**THE TASK:**
Would you copy each line of the records that includes the word "clock"?

**AVAILABLE RECORDS:**
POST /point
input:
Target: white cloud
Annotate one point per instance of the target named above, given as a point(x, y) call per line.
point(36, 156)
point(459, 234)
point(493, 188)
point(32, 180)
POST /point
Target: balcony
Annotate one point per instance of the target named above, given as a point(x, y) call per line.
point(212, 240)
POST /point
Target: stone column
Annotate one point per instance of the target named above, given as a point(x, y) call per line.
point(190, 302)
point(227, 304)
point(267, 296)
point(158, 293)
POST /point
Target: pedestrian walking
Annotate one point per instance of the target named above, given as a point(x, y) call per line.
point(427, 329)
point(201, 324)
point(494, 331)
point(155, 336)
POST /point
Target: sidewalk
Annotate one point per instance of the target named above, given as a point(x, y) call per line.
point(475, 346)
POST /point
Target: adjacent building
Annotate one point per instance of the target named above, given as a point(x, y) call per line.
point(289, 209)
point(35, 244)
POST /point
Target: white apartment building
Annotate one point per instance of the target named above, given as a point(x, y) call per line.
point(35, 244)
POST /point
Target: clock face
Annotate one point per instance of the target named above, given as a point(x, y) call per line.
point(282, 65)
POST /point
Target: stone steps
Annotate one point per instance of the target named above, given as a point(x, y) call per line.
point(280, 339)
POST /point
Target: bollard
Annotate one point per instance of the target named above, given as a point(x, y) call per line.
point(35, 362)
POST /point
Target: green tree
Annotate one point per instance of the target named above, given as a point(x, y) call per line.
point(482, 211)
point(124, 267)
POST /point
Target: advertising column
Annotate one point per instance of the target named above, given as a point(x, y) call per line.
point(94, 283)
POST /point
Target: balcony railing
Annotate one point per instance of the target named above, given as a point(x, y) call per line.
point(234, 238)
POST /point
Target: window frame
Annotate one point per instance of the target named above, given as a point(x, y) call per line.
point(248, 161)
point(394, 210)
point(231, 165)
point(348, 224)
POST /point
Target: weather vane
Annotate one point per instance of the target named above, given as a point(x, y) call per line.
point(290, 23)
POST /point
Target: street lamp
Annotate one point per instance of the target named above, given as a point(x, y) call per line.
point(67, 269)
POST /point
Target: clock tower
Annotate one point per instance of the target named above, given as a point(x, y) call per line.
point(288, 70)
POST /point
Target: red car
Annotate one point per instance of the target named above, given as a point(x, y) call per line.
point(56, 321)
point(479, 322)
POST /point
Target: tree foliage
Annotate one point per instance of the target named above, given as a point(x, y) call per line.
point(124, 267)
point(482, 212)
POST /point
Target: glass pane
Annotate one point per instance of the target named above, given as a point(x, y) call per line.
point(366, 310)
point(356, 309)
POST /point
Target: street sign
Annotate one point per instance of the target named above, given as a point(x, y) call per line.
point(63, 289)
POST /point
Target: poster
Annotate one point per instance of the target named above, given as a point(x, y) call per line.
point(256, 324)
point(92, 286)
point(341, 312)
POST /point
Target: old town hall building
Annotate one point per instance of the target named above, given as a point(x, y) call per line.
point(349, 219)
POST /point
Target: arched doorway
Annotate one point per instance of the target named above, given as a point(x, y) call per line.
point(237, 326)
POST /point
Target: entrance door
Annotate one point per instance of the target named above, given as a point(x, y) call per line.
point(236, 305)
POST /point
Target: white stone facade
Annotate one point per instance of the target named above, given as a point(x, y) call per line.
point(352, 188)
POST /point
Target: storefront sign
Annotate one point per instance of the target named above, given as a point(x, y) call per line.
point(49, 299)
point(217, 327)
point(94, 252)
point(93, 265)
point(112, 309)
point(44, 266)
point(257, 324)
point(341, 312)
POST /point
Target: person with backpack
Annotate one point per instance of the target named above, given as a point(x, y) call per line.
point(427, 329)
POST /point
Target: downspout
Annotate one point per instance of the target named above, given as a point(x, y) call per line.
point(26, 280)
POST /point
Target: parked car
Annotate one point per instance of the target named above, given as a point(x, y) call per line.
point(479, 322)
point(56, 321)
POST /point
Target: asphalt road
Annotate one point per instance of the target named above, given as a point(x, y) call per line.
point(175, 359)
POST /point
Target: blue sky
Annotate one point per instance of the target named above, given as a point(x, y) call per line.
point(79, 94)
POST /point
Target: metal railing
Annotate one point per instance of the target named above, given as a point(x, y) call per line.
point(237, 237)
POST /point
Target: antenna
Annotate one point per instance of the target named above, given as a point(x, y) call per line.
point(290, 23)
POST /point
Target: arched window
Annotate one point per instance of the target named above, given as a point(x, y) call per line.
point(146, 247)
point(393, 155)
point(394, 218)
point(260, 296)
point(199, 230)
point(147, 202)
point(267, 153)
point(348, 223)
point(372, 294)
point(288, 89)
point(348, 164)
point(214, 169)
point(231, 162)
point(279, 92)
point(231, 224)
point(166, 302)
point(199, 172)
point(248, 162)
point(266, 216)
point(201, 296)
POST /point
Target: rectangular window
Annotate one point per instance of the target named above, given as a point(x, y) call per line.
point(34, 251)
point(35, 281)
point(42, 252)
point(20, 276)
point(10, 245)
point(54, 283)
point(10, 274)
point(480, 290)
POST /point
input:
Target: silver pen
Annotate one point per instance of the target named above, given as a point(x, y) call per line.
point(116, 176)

**RESPONSE TO THIS TASK:**
Target: clock face
Target: clock tower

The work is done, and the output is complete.